TEXT PASSAGE:
....

Dan Bejar on aging, the end of movies, and the very Destroyer-y new Destroyer album Dan's Boogie

There's a moment about eight minutes into Dan's Boogie, the expansive 14th studio album by Destroyer, when Dan Bejar drops the niceties and gives into his Freudian id: "Women fill out, men crumble inwards," he pontificates with an audible smirk. "There, I didn't want to say it but I did!" The lyric came to mind as I watched Destroyer perform at Brooklyn's Kings Theatre in late February. Bejar, dressed in denim and a tweed blazer with his all-access pass dangling from his neck, hunched over the microphone stand, which he had lowered to waist height in such a way that it resembled a cane. Was this his version of crumbling inwards?

....

STATED PROBLEM 1: In the Destroyer article, where did the writer watch Destroyer perform in late February?
STATED PROBLEM 2: Rewrite the paragraph of the Destroyer article beginning "There's a moment about eight minutes" as a shorter version that keeps its main facts.
STATED PROBLEM 3: Write the next few paragraphs of the Destroyer article, continuing from the question that ends it.

....

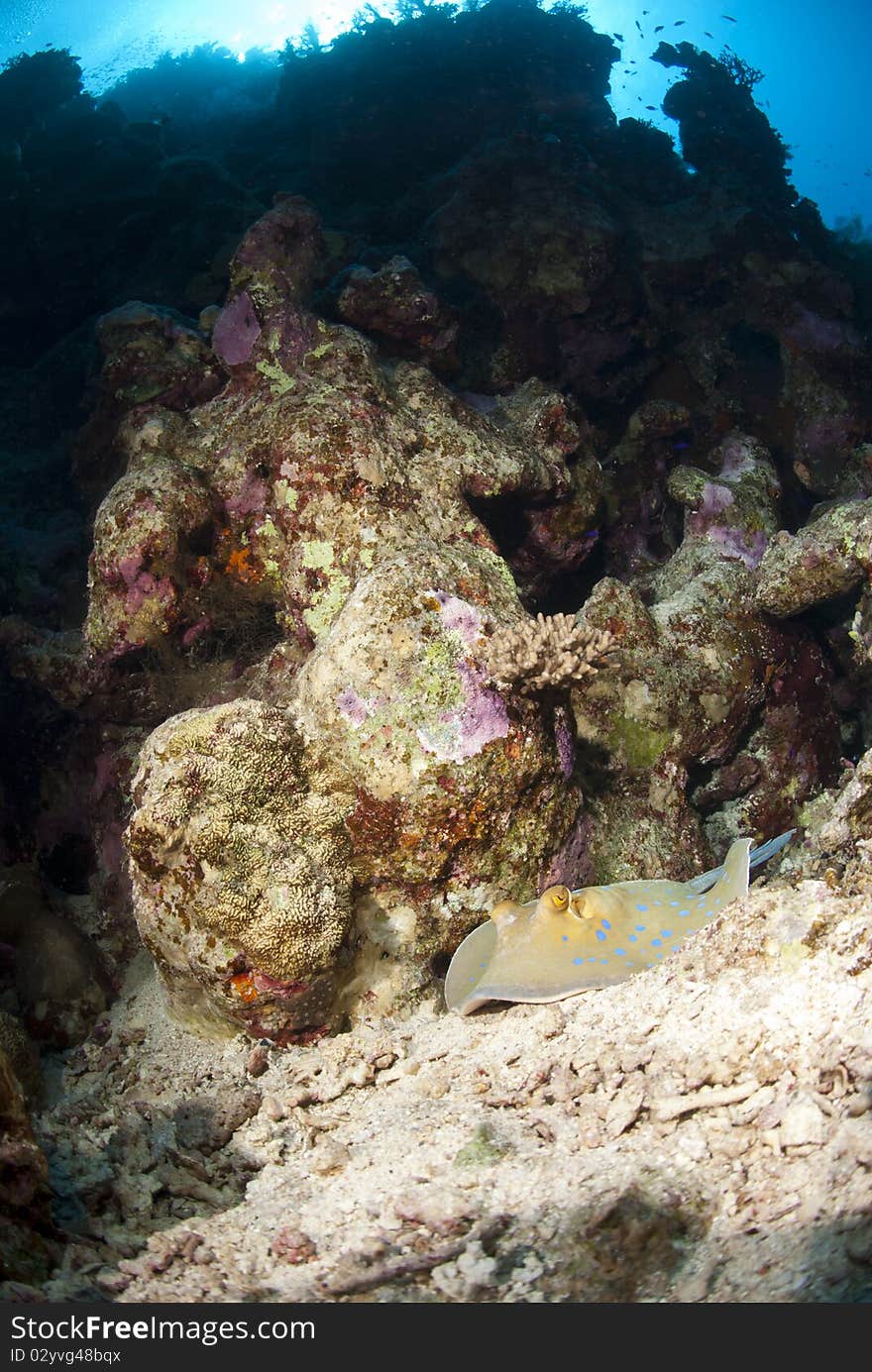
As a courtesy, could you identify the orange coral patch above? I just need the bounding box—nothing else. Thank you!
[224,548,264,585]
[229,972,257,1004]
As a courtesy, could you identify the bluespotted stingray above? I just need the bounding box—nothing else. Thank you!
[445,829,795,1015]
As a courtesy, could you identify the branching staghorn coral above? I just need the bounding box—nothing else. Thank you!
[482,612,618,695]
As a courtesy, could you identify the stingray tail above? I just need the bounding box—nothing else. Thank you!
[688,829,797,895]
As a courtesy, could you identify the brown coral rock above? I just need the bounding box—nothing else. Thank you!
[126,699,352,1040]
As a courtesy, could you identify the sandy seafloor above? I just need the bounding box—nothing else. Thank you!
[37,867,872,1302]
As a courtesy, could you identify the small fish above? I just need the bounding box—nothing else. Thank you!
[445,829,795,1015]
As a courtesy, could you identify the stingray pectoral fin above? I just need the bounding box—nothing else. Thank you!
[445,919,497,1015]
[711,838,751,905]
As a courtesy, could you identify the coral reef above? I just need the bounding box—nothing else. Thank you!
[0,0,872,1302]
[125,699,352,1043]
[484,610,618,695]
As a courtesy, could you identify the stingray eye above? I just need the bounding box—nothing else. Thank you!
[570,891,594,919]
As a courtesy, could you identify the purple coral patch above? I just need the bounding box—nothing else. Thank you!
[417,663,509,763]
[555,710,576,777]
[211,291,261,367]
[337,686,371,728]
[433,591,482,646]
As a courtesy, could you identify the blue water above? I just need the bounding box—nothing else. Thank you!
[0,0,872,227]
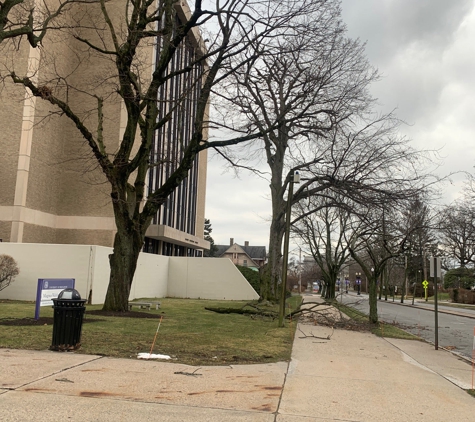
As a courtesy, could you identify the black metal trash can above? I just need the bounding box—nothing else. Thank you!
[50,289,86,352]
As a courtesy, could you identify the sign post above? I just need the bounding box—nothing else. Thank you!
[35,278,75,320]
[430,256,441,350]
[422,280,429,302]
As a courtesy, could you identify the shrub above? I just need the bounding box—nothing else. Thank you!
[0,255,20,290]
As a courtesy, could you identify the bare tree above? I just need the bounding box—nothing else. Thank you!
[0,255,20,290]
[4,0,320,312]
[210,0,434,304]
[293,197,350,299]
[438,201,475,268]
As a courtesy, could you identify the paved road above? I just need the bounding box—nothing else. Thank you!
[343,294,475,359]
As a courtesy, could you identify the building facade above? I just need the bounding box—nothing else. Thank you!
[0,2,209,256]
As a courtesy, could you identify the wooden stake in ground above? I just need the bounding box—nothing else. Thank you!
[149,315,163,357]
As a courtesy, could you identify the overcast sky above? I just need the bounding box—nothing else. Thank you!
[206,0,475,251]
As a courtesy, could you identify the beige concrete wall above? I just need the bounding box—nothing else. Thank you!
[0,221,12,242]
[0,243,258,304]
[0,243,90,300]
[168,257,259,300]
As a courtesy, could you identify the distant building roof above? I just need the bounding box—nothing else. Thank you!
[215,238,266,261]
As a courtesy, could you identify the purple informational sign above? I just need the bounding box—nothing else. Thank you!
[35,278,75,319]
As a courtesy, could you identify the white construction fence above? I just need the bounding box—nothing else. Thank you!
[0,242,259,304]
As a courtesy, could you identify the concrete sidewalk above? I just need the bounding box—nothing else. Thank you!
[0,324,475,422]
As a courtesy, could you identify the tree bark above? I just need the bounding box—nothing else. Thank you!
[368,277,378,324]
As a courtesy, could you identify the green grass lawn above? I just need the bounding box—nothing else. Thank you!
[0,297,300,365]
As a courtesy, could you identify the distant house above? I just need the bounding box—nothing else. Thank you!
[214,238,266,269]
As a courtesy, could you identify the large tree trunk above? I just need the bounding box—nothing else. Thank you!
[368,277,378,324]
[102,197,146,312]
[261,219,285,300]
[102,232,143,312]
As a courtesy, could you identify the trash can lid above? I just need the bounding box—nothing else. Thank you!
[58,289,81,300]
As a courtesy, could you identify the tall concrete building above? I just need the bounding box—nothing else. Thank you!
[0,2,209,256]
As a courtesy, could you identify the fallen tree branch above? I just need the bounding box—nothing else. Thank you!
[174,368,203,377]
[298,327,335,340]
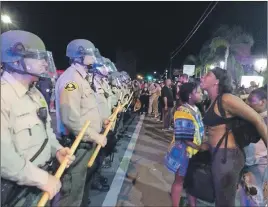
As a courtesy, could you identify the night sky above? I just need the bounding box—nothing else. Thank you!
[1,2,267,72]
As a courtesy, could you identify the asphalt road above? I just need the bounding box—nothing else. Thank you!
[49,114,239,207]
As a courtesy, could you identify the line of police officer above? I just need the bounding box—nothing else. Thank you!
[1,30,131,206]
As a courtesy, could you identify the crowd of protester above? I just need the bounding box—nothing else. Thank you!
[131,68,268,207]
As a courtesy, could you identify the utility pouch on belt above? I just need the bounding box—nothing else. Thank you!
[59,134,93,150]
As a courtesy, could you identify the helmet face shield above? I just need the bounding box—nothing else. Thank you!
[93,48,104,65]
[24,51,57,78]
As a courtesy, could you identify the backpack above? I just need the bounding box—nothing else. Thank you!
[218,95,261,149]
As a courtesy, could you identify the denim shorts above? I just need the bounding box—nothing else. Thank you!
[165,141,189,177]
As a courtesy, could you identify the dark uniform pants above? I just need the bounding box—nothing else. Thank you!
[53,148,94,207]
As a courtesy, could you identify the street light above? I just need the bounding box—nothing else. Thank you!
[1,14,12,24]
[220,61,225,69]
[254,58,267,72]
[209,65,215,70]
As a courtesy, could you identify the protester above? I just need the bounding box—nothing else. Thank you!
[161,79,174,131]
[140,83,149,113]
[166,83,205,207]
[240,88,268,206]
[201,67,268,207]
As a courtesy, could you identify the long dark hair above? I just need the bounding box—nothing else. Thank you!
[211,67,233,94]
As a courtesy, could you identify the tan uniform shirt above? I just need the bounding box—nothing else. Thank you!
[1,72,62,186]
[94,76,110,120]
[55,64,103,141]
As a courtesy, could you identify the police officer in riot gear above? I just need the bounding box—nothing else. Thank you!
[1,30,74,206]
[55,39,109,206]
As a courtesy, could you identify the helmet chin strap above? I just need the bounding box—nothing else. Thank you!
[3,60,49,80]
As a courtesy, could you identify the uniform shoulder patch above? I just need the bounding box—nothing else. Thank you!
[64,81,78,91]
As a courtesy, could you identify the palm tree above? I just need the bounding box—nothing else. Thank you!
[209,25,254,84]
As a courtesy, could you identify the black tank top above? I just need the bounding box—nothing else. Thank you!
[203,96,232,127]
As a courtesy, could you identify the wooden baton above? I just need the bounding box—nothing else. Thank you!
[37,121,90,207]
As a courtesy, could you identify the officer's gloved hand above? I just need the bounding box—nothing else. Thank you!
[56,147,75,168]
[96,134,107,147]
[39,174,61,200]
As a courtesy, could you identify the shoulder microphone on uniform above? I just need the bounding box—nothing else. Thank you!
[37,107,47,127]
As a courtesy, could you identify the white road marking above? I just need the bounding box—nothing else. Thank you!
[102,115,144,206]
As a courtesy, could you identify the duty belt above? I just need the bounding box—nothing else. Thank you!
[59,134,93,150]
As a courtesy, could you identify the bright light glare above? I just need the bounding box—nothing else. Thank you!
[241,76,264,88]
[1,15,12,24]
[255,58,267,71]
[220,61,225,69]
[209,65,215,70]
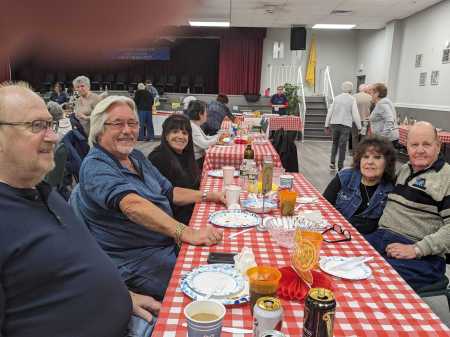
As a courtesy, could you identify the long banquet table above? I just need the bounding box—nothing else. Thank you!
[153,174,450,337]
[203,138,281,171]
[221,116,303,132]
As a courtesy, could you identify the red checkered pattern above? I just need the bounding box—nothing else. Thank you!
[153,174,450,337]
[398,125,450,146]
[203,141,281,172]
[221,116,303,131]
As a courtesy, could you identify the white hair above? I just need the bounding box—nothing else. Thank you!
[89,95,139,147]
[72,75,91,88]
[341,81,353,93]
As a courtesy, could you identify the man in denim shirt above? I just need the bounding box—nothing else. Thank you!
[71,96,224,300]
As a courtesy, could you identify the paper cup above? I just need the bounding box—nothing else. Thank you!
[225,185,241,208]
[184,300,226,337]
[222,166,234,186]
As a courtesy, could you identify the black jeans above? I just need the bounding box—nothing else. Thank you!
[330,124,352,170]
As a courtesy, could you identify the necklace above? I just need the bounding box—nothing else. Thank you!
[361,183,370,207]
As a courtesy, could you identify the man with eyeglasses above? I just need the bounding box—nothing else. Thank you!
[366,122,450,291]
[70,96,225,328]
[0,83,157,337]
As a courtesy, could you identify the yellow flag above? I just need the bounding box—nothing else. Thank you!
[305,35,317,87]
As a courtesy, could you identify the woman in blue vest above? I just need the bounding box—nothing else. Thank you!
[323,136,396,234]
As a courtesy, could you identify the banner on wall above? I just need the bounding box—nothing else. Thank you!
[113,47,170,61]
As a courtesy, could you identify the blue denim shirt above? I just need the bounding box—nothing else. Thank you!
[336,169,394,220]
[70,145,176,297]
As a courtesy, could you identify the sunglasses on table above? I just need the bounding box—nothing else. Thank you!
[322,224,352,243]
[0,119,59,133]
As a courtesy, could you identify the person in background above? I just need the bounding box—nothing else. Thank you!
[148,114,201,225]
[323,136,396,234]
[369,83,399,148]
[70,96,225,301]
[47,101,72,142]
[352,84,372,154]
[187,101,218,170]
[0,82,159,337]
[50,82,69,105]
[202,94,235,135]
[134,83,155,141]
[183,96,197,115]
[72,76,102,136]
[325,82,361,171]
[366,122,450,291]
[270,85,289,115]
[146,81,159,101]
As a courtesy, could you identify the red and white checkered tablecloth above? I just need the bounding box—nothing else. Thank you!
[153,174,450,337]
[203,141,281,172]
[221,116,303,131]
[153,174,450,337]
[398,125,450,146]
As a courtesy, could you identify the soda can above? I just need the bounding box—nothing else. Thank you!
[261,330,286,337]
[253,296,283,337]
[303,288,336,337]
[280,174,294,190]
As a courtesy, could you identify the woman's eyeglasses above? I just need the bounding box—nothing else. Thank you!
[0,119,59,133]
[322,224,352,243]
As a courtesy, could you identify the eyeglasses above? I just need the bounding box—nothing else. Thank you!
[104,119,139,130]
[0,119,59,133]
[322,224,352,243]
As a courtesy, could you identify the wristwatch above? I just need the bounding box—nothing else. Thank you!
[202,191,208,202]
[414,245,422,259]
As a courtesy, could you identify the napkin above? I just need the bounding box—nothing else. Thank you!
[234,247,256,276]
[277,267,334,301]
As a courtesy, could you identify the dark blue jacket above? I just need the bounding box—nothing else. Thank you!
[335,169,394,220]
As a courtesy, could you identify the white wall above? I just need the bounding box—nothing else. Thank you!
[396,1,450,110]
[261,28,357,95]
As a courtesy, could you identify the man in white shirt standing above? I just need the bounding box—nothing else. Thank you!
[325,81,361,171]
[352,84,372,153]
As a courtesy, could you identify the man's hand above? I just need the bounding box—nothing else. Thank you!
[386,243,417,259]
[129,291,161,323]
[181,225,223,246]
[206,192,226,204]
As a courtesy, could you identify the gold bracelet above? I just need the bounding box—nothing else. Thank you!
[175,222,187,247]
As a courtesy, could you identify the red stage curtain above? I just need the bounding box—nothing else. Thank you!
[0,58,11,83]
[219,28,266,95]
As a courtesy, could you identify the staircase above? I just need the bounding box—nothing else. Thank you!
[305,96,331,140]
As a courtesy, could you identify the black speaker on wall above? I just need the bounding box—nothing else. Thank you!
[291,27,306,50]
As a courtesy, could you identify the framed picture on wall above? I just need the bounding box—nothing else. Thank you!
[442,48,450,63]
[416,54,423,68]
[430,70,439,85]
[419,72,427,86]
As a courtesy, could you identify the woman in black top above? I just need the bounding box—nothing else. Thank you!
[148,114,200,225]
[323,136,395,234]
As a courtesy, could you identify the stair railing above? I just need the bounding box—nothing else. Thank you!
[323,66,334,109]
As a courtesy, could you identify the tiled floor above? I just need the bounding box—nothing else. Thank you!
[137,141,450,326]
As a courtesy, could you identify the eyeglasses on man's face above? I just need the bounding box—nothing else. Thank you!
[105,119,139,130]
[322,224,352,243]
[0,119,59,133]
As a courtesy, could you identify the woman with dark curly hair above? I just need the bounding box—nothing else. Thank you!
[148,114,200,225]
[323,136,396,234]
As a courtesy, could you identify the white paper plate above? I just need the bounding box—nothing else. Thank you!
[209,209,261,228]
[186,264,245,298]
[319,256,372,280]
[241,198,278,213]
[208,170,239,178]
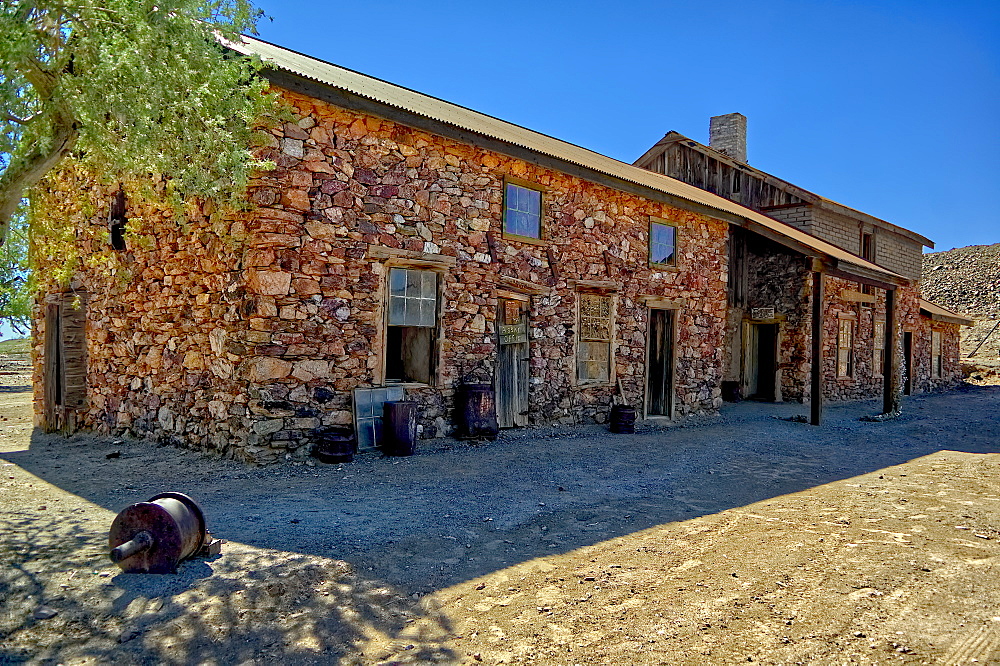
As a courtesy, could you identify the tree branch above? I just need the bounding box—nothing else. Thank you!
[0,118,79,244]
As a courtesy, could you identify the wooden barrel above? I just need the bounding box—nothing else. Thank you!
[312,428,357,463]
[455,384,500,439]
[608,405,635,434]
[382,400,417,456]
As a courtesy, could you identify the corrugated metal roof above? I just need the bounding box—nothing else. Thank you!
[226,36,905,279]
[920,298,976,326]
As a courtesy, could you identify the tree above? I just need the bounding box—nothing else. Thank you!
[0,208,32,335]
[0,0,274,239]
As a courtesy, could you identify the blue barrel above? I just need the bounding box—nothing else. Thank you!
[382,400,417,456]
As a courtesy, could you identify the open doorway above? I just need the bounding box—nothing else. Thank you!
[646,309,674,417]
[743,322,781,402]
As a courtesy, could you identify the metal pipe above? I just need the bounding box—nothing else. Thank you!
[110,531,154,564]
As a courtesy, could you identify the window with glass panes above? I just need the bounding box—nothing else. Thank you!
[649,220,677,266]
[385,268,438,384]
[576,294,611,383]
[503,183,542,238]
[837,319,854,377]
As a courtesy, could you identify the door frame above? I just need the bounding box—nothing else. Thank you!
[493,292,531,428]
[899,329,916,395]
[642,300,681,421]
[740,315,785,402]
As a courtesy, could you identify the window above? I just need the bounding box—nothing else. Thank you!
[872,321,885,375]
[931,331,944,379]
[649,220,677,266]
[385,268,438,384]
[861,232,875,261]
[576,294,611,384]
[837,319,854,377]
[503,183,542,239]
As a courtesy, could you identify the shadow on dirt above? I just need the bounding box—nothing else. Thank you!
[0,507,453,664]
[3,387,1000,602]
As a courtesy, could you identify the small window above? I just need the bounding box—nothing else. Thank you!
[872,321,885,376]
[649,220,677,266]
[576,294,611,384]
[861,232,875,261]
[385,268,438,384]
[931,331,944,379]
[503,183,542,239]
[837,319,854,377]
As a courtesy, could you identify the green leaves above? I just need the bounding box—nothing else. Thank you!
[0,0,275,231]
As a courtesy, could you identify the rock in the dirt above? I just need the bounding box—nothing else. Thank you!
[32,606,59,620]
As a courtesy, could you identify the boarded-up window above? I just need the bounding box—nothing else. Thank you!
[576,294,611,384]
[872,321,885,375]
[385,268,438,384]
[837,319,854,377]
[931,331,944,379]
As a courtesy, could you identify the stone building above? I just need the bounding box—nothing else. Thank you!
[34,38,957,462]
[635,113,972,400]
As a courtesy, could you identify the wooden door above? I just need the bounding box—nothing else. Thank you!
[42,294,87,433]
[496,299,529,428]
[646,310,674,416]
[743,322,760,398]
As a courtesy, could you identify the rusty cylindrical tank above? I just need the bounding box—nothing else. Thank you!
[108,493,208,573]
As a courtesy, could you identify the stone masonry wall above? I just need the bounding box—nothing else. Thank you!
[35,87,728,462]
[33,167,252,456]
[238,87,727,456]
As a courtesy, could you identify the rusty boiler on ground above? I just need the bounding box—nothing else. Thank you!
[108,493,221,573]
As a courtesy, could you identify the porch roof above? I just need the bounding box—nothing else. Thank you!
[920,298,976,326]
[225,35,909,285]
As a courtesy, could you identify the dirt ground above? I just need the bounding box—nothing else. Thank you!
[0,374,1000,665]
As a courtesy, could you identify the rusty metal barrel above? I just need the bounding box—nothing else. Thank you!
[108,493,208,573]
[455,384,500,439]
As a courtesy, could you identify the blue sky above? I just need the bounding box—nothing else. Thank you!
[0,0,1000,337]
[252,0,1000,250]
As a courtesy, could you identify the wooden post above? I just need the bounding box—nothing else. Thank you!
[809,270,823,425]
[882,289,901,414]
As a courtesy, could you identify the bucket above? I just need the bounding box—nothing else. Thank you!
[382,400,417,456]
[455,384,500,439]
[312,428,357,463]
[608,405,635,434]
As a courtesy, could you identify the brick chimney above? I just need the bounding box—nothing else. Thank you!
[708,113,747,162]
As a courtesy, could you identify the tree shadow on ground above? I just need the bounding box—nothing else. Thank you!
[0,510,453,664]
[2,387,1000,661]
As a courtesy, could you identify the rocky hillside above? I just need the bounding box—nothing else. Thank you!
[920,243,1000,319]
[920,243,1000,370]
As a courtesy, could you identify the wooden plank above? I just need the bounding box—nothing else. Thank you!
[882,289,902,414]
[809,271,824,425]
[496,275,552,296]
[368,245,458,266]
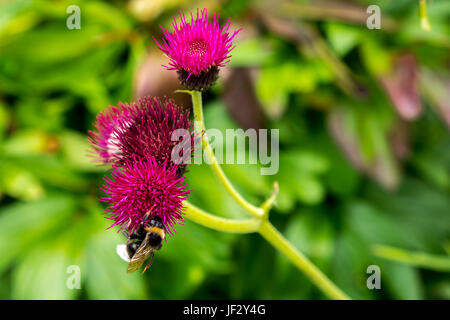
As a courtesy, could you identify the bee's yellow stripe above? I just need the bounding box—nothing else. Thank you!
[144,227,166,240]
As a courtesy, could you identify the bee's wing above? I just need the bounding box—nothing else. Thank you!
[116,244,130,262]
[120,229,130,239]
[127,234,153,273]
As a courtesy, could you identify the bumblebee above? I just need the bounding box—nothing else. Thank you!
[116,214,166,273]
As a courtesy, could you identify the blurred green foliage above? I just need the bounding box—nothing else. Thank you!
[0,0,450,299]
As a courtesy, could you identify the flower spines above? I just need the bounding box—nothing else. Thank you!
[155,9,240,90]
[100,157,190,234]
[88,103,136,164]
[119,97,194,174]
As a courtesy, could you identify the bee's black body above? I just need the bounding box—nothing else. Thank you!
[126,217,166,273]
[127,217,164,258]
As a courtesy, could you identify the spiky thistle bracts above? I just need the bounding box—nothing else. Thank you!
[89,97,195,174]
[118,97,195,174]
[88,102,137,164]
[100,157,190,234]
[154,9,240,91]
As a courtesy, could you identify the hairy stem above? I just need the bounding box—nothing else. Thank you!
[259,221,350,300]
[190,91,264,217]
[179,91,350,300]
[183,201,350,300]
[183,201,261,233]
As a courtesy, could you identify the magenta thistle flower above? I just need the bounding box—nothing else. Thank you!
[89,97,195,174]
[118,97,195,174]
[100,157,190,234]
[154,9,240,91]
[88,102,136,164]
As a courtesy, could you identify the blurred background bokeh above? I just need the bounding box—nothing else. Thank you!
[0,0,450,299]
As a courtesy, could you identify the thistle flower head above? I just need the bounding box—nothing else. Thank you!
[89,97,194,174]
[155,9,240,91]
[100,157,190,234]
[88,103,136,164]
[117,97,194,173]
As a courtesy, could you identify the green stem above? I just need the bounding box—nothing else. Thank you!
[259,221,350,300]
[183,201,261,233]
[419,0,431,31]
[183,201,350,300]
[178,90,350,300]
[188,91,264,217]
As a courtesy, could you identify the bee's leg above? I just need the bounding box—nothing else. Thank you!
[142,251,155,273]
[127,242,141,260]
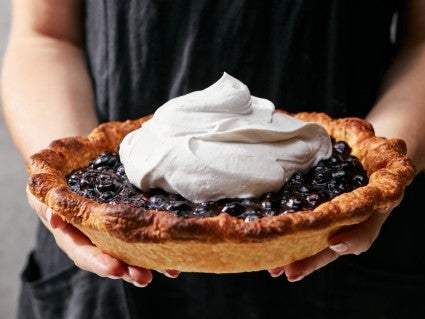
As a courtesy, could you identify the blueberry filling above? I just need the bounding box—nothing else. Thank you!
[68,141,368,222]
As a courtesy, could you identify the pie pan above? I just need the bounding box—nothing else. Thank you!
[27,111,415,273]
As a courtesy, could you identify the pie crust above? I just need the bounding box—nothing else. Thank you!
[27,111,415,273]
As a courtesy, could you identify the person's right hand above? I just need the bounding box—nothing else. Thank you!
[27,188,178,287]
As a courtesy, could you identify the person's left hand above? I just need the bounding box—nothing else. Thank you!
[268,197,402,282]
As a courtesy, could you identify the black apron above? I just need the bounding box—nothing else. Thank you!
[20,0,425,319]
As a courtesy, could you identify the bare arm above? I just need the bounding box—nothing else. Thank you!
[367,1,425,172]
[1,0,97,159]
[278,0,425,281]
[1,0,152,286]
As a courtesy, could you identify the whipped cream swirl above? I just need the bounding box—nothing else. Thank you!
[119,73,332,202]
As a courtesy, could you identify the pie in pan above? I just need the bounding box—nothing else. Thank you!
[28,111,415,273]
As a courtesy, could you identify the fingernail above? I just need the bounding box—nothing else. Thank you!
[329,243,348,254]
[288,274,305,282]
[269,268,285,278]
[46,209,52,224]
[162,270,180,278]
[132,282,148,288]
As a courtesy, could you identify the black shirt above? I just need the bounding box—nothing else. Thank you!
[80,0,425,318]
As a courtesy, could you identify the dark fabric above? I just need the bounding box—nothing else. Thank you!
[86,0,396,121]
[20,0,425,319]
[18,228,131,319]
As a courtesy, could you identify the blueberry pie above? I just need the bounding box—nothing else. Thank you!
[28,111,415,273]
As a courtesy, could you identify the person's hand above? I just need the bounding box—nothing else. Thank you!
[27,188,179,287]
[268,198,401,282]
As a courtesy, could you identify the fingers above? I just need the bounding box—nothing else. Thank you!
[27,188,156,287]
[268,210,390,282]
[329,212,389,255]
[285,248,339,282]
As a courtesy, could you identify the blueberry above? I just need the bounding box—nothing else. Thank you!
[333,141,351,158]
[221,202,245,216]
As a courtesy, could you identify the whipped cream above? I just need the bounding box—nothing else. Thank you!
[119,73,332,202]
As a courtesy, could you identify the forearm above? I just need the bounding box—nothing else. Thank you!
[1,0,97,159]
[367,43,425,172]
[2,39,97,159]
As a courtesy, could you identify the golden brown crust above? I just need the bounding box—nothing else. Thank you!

....

EXERCISE RESULT 1: At Brooklyn's Kings Theatre.

EXERCISE RESULT 2: About eight minutes into Dan's Boogie, Destroyer's expansive 14th studio album, Dan Bejar smirks, "Women fill out, men crumble inwards," then adds, "There, I didn't want to say it but I did!" The writer recalled the line while watching Destroyer at Brooklyn's Kings Theatre in late February. There Bejar, in denim and a tweed blazer with his all-access pass around his neck, hunched over a microphone stand lowered to waist height so that it looked like a cane. The writer wondered whether this was his version of crumbling inwards.

EXERCISE RESULT 3:
"Crumbling inwards is a big part of it," Bejar told me the day after the Kings Theatre performance, one of two New York shows supporting Father John Misty ("We're both brutally words-forward," he observed of his tourmate). "That's a habit I got into when I first put the guitar down and started touring with a giant band for Kaputt. I didn't know what to do with my hands. I started using the mic stand as a cane, more or less — a showbiz cane." Showbiz, by the way, is "like sports," he explained. "You're supposed to age out. It's rigged for that. Part of me used to enjoy sparring with that. Now that I'm actually old, I'm just confused and disoriented."

Dan's Boogie, Bejar said, is a record about getting older. "There are topics that I've always loved — the world erasing itself, decay — that stop being academic and get really real when you get old." He stopped before he could elaborate further: "If I had a handler, they'd say, ‘ixnay on the age-ay!'" Luckily, it was just Bejar sitting at a bustling café in Fort Greene last month, wearing jeans, a navy cable knit sweater, and the same blazer as the night before. As we sipped our cappuccinos, he described aging as a process that was as disorienting as it was artistically freeing: "I can't censor myself anymore. I don't know how." The resulting album is, to Bejar, "the most Destroyer-y sounding Destroyer record in a long time."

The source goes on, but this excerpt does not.